How to complete this task: Set the records down once more so that they match the source word for word.

(Collected data entries)
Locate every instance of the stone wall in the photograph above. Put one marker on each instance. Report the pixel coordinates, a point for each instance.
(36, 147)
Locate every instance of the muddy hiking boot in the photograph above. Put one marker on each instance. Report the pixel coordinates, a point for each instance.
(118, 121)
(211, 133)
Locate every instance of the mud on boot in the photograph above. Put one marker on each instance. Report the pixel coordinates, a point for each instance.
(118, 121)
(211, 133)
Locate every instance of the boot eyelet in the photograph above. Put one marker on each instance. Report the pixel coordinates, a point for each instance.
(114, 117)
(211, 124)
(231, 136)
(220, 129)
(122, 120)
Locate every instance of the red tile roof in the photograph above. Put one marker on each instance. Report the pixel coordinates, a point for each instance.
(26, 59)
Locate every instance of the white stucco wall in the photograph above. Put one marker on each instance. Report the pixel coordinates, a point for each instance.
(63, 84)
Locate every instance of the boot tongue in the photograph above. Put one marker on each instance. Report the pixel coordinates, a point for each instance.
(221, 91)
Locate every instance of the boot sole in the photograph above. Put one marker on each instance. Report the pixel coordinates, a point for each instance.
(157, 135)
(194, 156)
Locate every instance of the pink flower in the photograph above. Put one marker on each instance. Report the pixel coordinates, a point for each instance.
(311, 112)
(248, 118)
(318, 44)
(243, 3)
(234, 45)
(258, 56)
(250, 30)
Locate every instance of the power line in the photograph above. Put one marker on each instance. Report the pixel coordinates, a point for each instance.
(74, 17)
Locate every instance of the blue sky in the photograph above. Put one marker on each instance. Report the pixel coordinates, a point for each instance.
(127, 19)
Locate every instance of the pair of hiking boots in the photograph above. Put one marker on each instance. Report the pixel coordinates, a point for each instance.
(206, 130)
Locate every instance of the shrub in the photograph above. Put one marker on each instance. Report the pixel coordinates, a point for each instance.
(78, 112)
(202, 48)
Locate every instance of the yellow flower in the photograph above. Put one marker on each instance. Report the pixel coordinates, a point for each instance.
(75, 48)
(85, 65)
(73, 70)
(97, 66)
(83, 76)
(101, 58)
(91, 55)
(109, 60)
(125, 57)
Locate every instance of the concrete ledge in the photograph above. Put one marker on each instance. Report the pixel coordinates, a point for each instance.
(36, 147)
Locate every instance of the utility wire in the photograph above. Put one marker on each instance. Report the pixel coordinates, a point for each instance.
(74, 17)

Worked solution:
Locate every instance of the stone wall in the photograph above. Put one marker on each instance. Report the pixel coordinates, a point for each instance.
(36, 147)
Locate every instance of the muddy hiking boot in the photograph above. Put one marker on each instance. Report the pixel coordinates, a point for each instance.
(118, 121)
(211, 133)
Locate every instance of the mud on boot in the photograph above. Put one marker on each instance. Report the pixel coordinates, a point for each instance.
(118, 121)
(211, 133)
Locate every instance of the boot eyelet in the photograph above. Put one marker on each instance. Report the pixel coordinates, a point for each instance.
(114, 117)
(211, 124)
(231, 136)
(220, 129)
(122, 120)
Locate every instance of the red tile roof in the photograph above. Put one marker on each instance. Report the pixel coordinates, a point for each instance.
(26, 59)
Locate every instance of the white stucco wall in the photograph above. Put one marker on each instance. Report the pixel coordinates, a point for each instance.
(63, 84)
Locate every instance of the boot tongue in the photograph above. Put one marker on each instance. Report the pixel coordinates, a point for each instance.
(221, 91)
Locate every instance of the boot sole in the photograph above. Put one marker on each instance. Report the pixel coordinates, a point for each instance.
(157, 135)
(194, 156)
Locate every instance of the pink flower in the photograph above. Put one marker on each instance. Report the pixel coordinates, a point for each instance.
(311, 112)
(248, 118)
(318, 44)
(243, 3)
(234, 45)
(258, 56)
(250, 30)
Locate every instance of the power line in the photograph above. Put one marker on each instance. Report the pixel coordinates, a point for each instance.
(74, 17)
Locate every instance of the blue sky in the photograph above. Put one marker on each instance. Report the pixel coordinates, a point for each instance.
(127, 19)
Locate every instance of the pair of hiking boots in the photograph above. Put one marker on each instance. Report the pixel coordinates, a point for each instance.
(206, 130)
Locate every instance of the shrub in the photograph above. Put one marker on each instance. Report the pixel coordinates, a point for each instance.
(78, 112)
(202, 48)
Locate every instance of the yellow flower in the photograph above. Put one marker on each instance. Report the pixel coordinates, a point for each instance.
(75, 48)
(85, 65)
(73, 70)
(97, 66)
(83, 76)
(101, 58)
(91, 55)
(109, 60)
(125, 57)
Locate every instance of the concrete ledge in the photograph above. Put one marker on each instance. Report the pixel coordinates, a point for each instance.
(36, 147)
Locate every instance of the utility wire in the photograph above. Put one marker on each instance. Report the pixel coordinates, a point for each instance.
(74, 17)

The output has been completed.